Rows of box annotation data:
※ ※ ※

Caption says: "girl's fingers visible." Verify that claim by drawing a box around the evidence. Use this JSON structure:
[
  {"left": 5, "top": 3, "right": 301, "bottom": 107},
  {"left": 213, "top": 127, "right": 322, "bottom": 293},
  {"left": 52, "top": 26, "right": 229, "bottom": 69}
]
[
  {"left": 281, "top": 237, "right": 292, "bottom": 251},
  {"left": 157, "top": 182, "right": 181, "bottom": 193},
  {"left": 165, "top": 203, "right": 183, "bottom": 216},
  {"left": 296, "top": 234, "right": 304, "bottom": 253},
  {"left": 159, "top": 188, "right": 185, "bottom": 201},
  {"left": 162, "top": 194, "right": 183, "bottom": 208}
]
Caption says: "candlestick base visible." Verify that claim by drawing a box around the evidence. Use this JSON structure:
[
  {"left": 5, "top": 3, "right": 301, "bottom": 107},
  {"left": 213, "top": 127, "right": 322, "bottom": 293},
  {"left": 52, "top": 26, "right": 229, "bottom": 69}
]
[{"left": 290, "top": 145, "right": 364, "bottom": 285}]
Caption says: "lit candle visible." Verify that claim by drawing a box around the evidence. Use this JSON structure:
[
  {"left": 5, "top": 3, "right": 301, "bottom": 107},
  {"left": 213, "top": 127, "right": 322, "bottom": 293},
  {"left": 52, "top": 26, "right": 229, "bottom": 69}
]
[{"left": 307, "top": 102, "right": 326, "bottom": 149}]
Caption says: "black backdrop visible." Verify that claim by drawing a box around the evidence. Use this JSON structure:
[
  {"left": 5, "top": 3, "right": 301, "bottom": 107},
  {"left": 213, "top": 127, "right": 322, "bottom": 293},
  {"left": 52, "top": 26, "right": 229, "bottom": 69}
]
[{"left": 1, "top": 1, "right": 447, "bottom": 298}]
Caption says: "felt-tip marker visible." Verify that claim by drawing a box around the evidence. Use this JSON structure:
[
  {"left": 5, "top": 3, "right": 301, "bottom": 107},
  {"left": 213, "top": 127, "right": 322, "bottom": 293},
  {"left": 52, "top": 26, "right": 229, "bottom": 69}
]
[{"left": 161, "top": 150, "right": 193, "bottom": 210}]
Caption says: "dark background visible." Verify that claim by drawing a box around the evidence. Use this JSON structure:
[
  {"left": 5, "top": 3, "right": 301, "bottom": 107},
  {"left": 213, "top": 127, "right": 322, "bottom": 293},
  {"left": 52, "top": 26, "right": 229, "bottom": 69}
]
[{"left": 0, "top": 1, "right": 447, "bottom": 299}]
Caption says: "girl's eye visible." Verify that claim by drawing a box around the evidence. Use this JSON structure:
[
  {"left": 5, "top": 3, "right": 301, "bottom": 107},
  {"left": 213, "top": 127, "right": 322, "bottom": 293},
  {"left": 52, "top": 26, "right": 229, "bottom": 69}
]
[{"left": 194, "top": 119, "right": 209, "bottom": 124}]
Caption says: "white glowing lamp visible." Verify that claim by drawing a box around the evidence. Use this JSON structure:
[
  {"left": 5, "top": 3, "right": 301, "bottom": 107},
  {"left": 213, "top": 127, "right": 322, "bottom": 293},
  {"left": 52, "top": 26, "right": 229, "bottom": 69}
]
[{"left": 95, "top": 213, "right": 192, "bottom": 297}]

※ ※ ※

• _What is expected_: Quote the data in full, keeping each word unchanged.

• _Finished answer_:
Caption says: "girl's fingers visible." Verify that claim by drawing a box around the evidence. Use this JSON structure:
[
  {"left": 5, "top": 3, "right": 301, "bottom": 107},
  {"left": 213, "top": 127, "right": 322, "bottom": 293},
  {"left": 52, "top": 26, "right": 229, "bottom": 69}
]
[
  {"left": 281, "top": 237, "right": 292, "bottom": 251},
  {"left": 157, "top": 182, "right": 181, "bottom": 193},
  {"left": 165, "top": 203, "right": 183, "bottom": 216},
  {"left": 296, "top": 234, "right": 304, "bottom": 253},
  {"left": 159, "top": 188, "right": 185, "bottom": 201},
  {"left": 162, "top": 194, "right": 183, "bottom": 208}
]
Caption says: "candlestick base visible." Verify that claim by drawing a box around the evidence. Use this JSON structure:
[
  {"left": 5, "top": 3, "right": 301, "bottom": 107},
  {"left": 213, "top": 127, "right": 322, "bottom": 293},
  {"left": 52, "top": 26, "right": 229, "bottom": 69}
]
[{"left": 290, "top": 145, "right": 364, "bottom": 285}]
Caption says: "lit candle visible." Verify that claim by drawing a box around the evidence. Use this JSON structure:
[
  {"left": 5, "top": 3, "right": 301, "bottom": 107},
  {"left": 213, "top": 127, "right": 322, "bottom": 293},
  {"left": 52, "top": 26, "right": 229, "bottom": 69}
]
[{"left": 307, "top": 102, "right": 326, "bottom": 149}]
Caption says: "black backdrop visible." Verify that claim by drawing a box around the evidence. Use this JSON structure:
[
  {"left": 5, "top": 3, "right": 301, "bottom": 107},
  {"left": 213, "top": 127, "right": 322, "bottom": 293},
  {"left": 52, "top": 26, "right": 229, "bottom": 69}
]
[{"left": 1, "top": 1, "right": 447, "bottom": 298}]
Caption says: "felt-tip marker visible." Verify that claim by drawing a box around the evidence. Use this JSON structure:
[
  {"left": 5, "top": 3, "right": 301, "bottom": 107},
  {"left": 213, "top": 127, "right": 322, "bottom": 293},
  {"left": 52, "top": 26, "right": 229, "bottom": 69}
]
[{"left": 161, "top": 150, "right": 193, "bottom": 210}]
Caption says: "dark background visible." Verify that claim by drawing a box around the evidence. Use this JSON structure:
[
  {"left": 5, "top": 3, "right": 301, "bottom": 107},
  {"left": 213, "top": 127, "right": 322, "bottom": 293},
  {"left": 52, "top": 26, "right": 229, "bottom": 69}
]
[{"left": 0, "top": 1, "right": 447, "bottom": 299}]
Caption says: "girl's eye visible." Verify that claim by drawing a box around the evidence. Use this JSON structure:
[
  {"left": 5, "top": 3, "right": 301, "bottom": 107},
  {"left": 213, "top": 127, "right": 322, "bottom": 293},
  {"left": 52, "top": 26, "right": 229, "bottom": 69}
]
[{"left": 194, "top": 119, "right": 209, "bottom": 124}]
Caption says: "white glowing lamp visible." Verify that claim by drawing a box around the evidence. Use this JSON structure:
[
  {"left": 5, "top": 3, "right": 301, "bottom": 107},
  {"left": 213, "top": 127, "right": 322, "bottom": 293},
  {"left": 52, "top": 26, "right": 229, "bottom": 69}
]
[{"left": 95, "top": 213, "right": 192, "bottom": 297}]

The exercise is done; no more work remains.